## Given information
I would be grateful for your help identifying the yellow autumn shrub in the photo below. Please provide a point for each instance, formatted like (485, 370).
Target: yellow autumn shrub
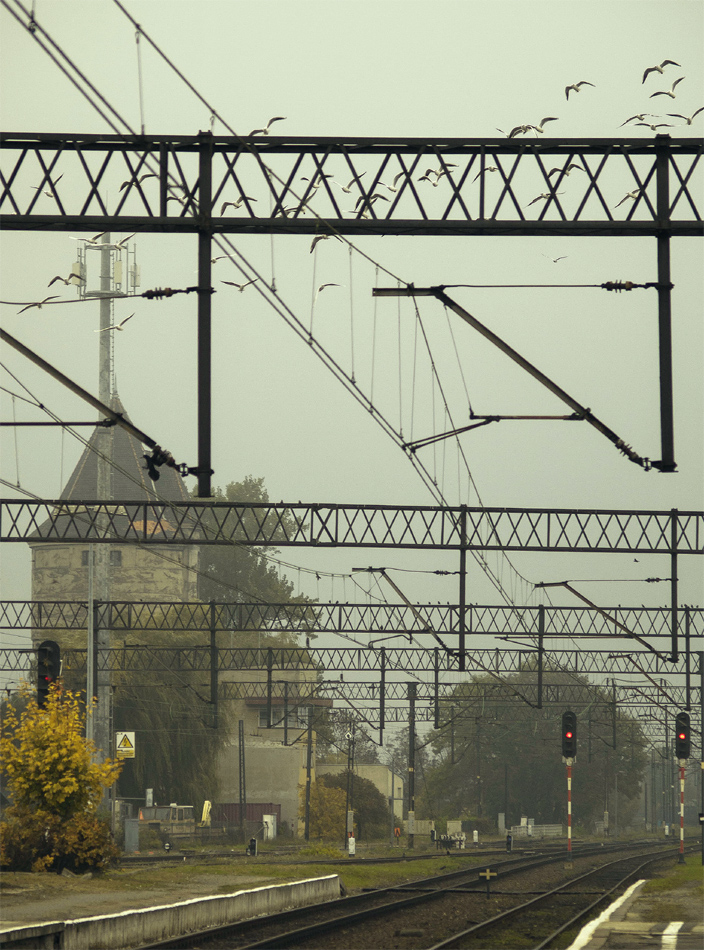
(55, 787)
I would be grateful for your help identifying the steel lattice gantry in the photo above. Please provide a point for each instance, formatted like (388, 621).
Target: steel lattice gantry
(461, 528)
(187, 184)
(273, 677)
(666, 174)
(351, 618)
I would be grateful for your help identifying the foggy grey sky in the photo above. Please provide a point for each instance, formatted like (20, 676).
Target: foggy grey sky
(381, 68)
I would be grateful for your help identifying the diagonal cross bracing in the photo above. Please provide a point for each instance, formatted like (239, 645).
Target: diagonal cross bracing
(349, 618)
(286, 177)
(366, 526)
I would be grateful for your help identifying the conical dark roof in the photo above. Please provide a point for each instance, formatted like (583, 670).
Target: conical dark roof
(129, 480)
(130, 486)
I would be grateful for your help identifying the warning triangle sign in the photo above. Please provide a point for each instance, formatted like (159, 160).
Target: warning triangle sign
(124, 745)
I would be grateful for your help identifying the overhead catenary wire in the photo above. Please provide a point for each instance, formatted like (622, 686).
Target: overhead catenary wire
(430, 483)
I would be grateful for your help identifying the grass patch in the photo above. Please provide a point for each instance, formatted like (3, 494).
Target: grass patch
(666, 910)
(682, 875)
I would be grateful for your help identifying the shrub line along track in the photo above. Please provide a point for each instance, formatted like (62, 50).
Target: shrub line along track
(365, 907)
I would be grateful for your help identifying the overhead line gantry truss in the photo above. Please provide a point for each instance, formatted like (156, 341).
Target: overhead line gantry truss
(665, 172)
(284, 185)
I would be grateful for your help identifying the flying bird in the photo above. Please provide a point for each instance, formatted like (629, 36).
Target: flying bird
(369, 200)
(240, 287)
(348, 188)
(392, 187)
(632, 195)
(544, 197)
(489, 168)
(94, 240)
(575, 87)
(135, 180)
(659, 69)
(687, 119)
(322, 237)
(566, 171)
(518, 130)
(641, 117)
(539, 128)
(235, 204)
(116, 326)
(670, 92)
(38, 305)
(120, 245)
(654, 128)
(71, 280)
(265, 130)
(52, 184)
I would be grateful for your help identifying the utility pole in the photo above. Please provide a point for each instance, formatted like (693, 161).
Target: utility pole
(243, 780)
(309, 760)
(411, 763)
(101, 552)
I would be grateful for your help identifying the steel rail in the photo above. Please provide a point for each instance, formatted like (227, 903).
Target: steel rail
(486, 925)
(510, 866)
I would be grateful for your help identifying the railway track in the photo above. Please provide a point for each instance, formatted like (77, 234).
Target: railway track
(417, 913)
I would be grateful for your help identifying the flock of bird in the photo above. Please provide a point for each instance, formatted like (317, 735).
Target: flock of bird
(365, 202)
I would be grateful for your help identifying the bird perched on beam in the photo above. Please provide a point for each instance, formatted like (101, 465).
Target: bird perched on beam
(265, 130)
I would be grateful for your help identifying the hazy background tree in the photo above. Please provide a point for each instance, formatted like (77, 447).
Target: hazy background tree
(327, 811)
(170, 711)
(371, 810)
(496, 753)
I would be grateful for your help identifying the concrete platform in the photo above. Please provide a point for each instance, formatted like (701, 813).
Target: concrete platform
(135, 928)
(624, 925)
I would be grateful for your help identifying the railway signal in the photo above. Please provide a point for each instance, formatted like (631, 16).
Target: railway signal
(48, 668)
(569, 735)
(682, 740)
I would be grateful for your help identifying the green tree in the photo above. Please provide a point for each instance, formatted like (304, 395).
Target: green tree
(496, 752)
(371, 810)
(333, 741)
(55, 786)
(240, 571)
(327, 811)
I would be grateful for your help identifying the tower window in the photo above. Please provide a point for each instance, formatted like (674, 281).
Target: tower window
(115, 558)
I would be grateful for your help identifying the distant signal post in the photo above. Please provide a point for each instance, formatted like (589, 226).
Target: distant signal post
(682, 751)
(569, 753)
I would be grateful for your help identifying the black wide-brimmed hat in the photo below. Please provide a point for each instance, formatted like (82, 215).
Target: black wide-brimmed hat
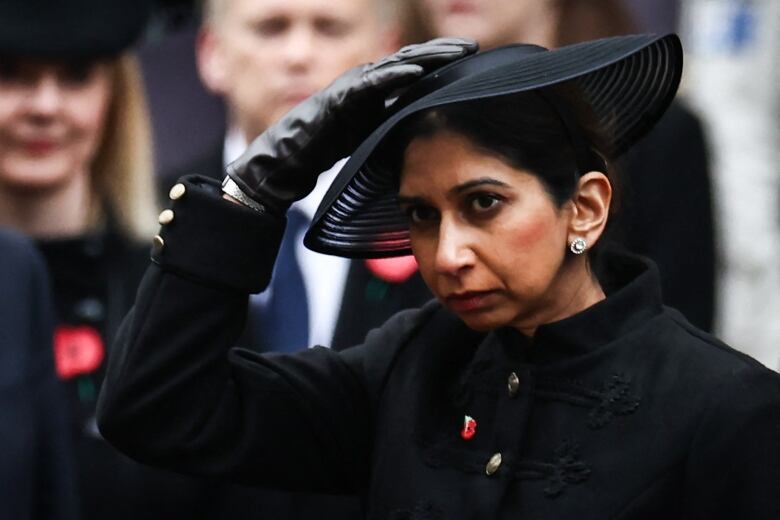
(57, 29)
(628, 81)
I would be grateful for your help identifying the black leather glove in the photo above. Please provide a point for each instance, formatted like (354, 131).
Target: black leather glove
(282, 164)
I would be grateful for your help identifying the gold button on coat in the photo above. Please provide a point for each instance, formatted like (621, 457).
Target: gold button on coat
(166, 217)
(513, 384)
(157, 243)
(177, 191)
(493, 464)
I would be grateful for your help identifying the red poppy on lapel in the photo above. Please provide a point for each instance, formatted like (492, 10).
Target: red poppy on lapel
(77, 350)
(393, 270)
(469, 429)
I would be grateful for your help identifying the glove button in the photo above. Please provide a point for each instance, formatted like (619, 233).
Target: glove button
(166, 217)
(177, 191)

## Given problem
Update the listing above by replacing "identifying" with "locating" everywhere it appears and keeping everything else the same. Leave the pictures out of your answer.

## Solution to this task
I would be grateful for your help locating the yellow autumn shrub in the photo below. Please provide a point for each instance, formatted like (485, 370).
Target: yellow autumn shrub
(55, 787)
I would be grateful for your help locating the steel lattice gantry in the photo above. Please provide a point for each instance, formatted like (388, 621).
Target: steel lattice gantry
(461, 528)
(187, 184)
(273, 677)
(666, 174)
(351, 618)
I would be grateful for your help locating the foggy grey sky in the photo above. Please provide a point for each instance, formatted like (20, 676).
Target: foggy grey sky
(381, 68)
I would be grateful for your help locating the diagonal cross bracing in the photo above. Please provide a point for each instance, formatted like (239, 645).
Target: diagonal cross bracing
(349, 618)
(286, 177)
(366, 526)
I would be grateful for your help locating the conical dark roof in the photo above. Please provide a point for each instance, formatted like (583, 670).
Target: conical dark roof
(129, 480)
(130, 486)
I would be grateful for your help locating the warning triangle sign in the photo above. Please provide a point for each instance, formatted like (159, 160).
Target: warning triangle sign
(124, 745)
I would be grateful for your help locating the overhead catenary wire in the photo above. Please provide a point for each instance, formatted like (622, 686).
Target: overhead catenary wire
(430, 483)
I would be grateful for your help locating the grass patch in the photo above. Please provide a point for each instance, formatted like (3, 494).
Target: grass patch
(666, 910)
(682, 875)
I would be grateful for your help locating the shrub line along track in the photo above. Please provide a point for each instance, formatted like (62, 50).
Target: shrub line along track
(365, 907)
I would be grateful for your help locating the overhead line gantry truss in the photo above. Please provide a point for each instance, formatted like (156, 341).
Target: overhead line gantry truss
(665, 172)
(284, 185)
I would be grateful for your help locating the flying bird in the photo above. Please provide a point for each instance, formatted like (629, 36).
Target: flying bird
(369, 200)
(240, 287)
(348, 188)
(392, 187)
(632, 195)
(544, 197)
(489, 168)
(94, 240)
(575, 87)
(135, 180)
(659, 69)
(687, 119)
(322, 237)
(566, 171)
(518, 130)
(641, 117)
(539, 128)
(235, 204)
(116, 326)
(670, 92)
(38, 305)
(120, 245)
(654, 128)
(71, 280)
(265, 130)
(52, 184)
I would be grateful for your help locating the utility pole in the photo above. Please provide a point for each instance, formatted like (693, 161).
Target: utility pole
(243, 780)
(309, 760)
(411, 763)
(101, 552)
I would be grateful for your help locating the steel rail in the photo above. Please provide a point for each instance, formatted like (227, 903).
Target: steel rail
(486, 925)
(510, 866)
I would be grateful for your help locating the railway track in the photo above. Please provide a point for each instance, formatted like (77, 234).
Target: railway track
(417, 913)
I would be grateful for your help locating the flock of bird in the photo above. Please provide a point for each instance, formatted like (317, 735).
Target: flock of bird
(365, 202)
I would be grateful for your help locating the bird perched on beam in the photo above. Please provide a point for each instance, formatted like (101, 465).
Target: bird perched on beam
(265, 130)
I would be grateful for your help locating the hazy background tree in the photo above. Please provide a point for each instance, formatted like (77, 447).
Target: hazy background tree
(327, 811)
(170, 711)
(371, 810)
(496, 753)
I would be grateful for your help locating the concrete platform in the photo above. Please provide a point for each instance, formatted like (701, 813).
Target: concrete platform
(135, 928)
(624, 925)
I would be grateful for your help locating the railway signal in the photo above. Please provide a point for each instance, formatted like (631, 16).
Target: railway signal
(48, 668)
(569, 735)
(682, 740)
I would be grateful for your help locating the green tree in the photo above. Please provide a point for each instance, formatted like (304, 395).
Target: green tree
(496, 752)
(371, 810)
(333, 741)
(55, 786)
(240, 571)
(327, 811)
I would be grateful for your help locating the tower window in the photo above. Please provide a point for each instance, formatted like (674, 281).
Target: tower window
(115, 558)
I would be grateful for your help locating the distant signal post in the photo above. Please provide a point for each instance, formatted like (589, 226).
Target: distant signal post
(682, 751)
(569, 753)
I would be grateful for your help locating the black wide-brimmed hat in the photo below. Please provide a point for each instance, formatted like (82, 215).
Target: black wide-brimmed hat
(57, 29)
(628, 81)
I would be grateful for your help locating the black leather glove in the photo above. Please provide a point for each instance, formatted like (354, 131).
Target: black leather glove
(282, 164)
I would be grateful for your help locating the gold button on coat in the photo above. Please provide a point for each instance, formatted like (621, 457).
Target: gold button on coat
(166, 217)
(513, 384)
(157, 243)
(177, 191)
(493, 464)
I would be grateful for your help locating the red poppy on lapel in the photo above. Please provide a point for each instance, formatted like (492, 10).
Target: red poppy on lapel
(77, 350)
(393, 270)
(469, 429)
I would be grateful for your help locating the glove button in the photo above. Please provide a point for each instance, formatted like (619, 233).
Target: glove button
(166, 217)
(177, 191)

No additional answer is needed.